[[ SOURCE INFORMATION, beginning ]]

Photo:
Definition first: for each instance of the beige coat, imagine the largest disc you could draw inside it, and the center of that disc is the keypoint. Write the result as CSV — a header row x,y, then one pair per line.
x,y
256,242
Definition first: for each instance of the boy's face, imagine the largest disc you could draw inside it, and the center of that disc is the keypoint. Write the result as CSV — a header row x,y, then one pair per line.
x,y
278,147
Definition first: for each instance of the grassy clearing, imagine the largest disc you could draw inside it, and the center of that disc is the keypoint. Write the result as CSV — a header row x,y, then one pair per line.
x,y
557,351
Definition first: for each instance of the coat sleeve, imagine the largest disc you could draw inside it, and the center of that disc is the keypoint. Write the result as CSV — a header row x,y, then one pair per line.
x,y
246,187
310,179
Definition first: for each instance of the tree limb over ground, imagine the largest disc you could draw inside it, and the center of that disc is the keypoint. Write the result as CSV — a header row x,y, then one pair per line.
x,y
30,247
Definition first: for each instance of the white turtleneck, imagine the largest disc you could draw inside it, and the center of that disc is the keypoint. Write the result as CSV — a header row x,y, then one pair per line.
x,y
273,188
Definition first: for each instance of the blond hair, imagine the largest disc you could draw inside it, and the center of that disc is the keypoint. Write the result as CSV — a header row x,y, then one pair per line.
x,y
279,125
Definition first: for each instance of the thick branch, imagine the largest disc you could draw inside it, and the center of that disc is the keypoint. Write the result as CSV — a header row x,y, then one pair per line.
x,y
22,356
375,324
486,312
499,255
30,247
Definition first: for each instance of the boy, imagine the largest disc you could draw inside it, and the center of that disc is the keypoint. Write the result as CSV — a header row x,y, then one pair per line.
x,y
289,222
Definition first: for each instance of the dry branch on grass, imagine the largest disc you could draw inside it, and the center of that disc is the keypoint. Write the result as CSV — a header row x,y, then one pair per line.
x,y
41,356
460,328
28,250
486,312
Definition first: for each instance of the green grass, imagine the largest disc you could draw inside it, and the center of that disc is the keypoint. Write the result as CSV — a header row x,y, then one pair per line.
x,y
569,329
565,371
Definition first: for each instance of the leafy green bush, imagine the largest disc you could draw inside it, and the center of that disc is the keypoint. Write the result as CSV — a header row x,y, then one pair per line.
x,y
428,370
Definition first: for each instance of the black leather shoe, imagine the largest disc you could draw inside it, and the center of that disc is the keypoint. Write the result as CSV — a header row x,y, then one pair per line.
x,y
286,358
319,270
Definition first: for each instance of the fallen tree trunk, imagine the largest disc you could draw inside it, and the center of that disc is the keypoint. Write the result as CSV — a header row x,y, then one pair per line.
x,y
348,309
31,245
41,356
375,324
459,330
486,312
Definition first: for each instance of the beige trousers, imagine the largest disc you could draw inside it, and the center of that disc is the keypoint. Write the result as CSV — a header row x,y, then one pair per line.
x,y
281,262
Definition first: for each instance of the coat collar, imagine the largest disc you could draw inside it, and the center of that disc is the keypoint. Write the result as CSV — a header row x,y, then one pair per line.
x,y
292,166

[[ SOURCE INFORMATION, end ]]

> **TASK STATEMENT**:
Print exactly the lines from the one with "Definition first: for each instance of the fallen" through the end of the data, inclusive.

> **ANSWER BOX**:
Definition first: for each instance of the fallen tree trunk, imagine the largest disc you could draw inside it, and the center of that disc is the keypoint. Write the result as CSV — a header row x,y, then one pair per line.
x,y
348,309
31,245
41,356
375,324
459,330
486,312
Definition first: for each instance of the beige trousers, imagine the largest disc you could draw inside it, and the center of that disc is the keypoint. Write the result as CSV — a header row x,y, then one pair per line.
x,y
281,262
Definition first: for each instance of the coat collar, imagine the largest disc you could draw inside it, and the center of that disc is the keypoint. Write the result as CSV — a header row x,y, then one pair per line.
x,y
292,166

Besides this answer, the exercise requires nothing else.